→ TASK PROMPT
Display each line of the items below in which the word "sample" appears.

→ AVAILABLE RECORDS
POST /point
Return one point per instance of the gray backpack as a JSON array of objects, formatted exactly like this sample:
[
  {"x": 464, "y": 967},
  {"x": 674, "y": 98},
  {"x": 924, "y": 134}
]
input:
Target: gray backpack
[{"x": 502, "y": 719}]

---

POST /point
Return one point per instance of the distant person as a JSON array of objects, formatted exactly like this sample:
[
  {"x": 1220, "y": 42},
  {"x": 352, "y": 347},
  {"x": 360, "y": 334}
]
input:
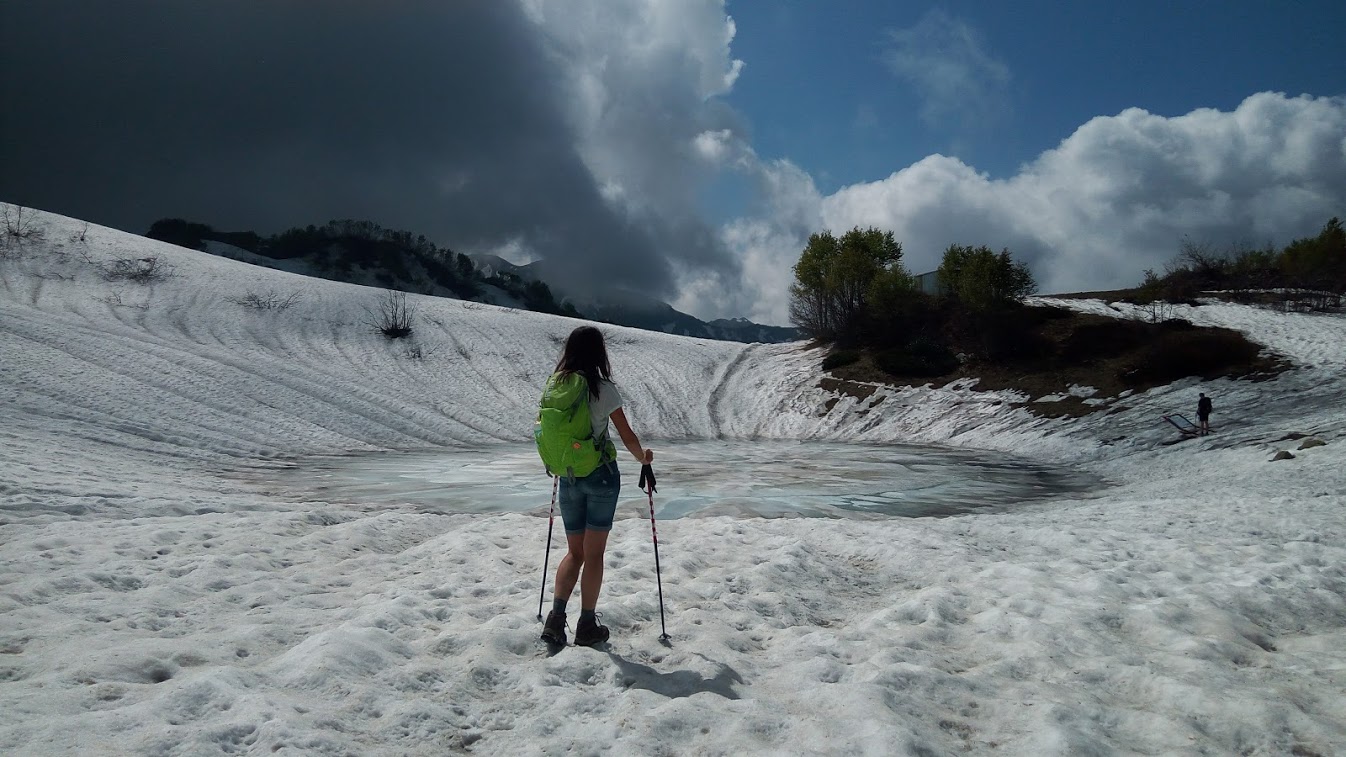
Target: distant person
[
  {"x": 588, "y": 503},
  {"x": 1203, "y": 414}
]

→ RESPONSE TO THE TASK
Return one point per instance of the gray backpack as a JSON array of objects, formatted exactly like this sample:
Return one point per instance of the distant person as a JSON array of objects, formatted exactly like this sample:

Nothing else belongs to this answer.